### [Extracted text]
If the rock is soft, such as shale, soft limestone, or siltstone, you could do the work with a star drill by hand.

There are unusual techniques that sometimes work, such as drilling small, closely spaced holes into the rock using a hammer drill, then filling the holes with expansive cement (Google expansive rock breaking). This works fine with certain types of rock, and is relatively easy, assuming you rent an adequately sized hammer drill.


----------



## jayharold

If you can rent a compresser and air hammer I think they hit better than a electric hammer.


----------



## bjbatlanta

Go to archerusa.com and check out DEXPAN. Don't know if it's available in your area or how much it costs, but it looks interesting....


----------



## Aggie67

This thread reminded me of my fishing jaunt Friday morning. I went to a local reservoir I hadn't fished at before. It was a private reservoir for decades, then finally opened as a state park a few years ago, and this was my first time fishing it.

So I'm there for a few hours, and it rolls around to 10:00 am, and I'm casting, all of a sudden I hear a steam whistle. Whoooot! Whoooot! Whoooot! I'm thinking, well it's not time for lunch anywhere around h.... "WhaaAHBOOOOOOMMMM" Ground shakes under my feet and my heart skipped a few beats.

The reservoir was on the other side of a mountain from a gravel quarry. Must be solid rock, because I felt it good in my ankles. 

Max, what type of rock is in your way? Shale, schist, basalt? Makes a difference in the cutting tool. I had to trench through basalt once. We perforated the surface with hammer drills, and then broke it up with a point bit mounted to a skid steer. 

Also, wear some chaps and goggles. The stuff broke up like hand grenades going off.


----------



## maxpatch67

limestone.....man its raining a BUNCH here in Tennessee. It won't stop!!!


----------

### [Set tasks]
1. In the rock-breaking thread, condense the paragraph beginning "There are unusual techniques" into a short bulleted list that keeps its main facts.
2. According to the rock-breaking thread, what was used to break up the basalt after its surface was perforated with hammer drills?

### [Provided data]

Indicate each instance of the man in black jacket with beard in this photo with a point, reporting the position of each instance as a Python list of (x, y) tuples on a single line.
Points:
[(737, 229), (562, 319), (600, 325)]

### [Exercise answers]
1.
- Drill small, closely spaced holes into the rock with a hammer drill.
- Fill the holes with expansive cement.
- This works well with certain types of rock.
- It is relatively easy if you rent an adequately sized hammer drill.

2. A point bit mounted to a skid steer.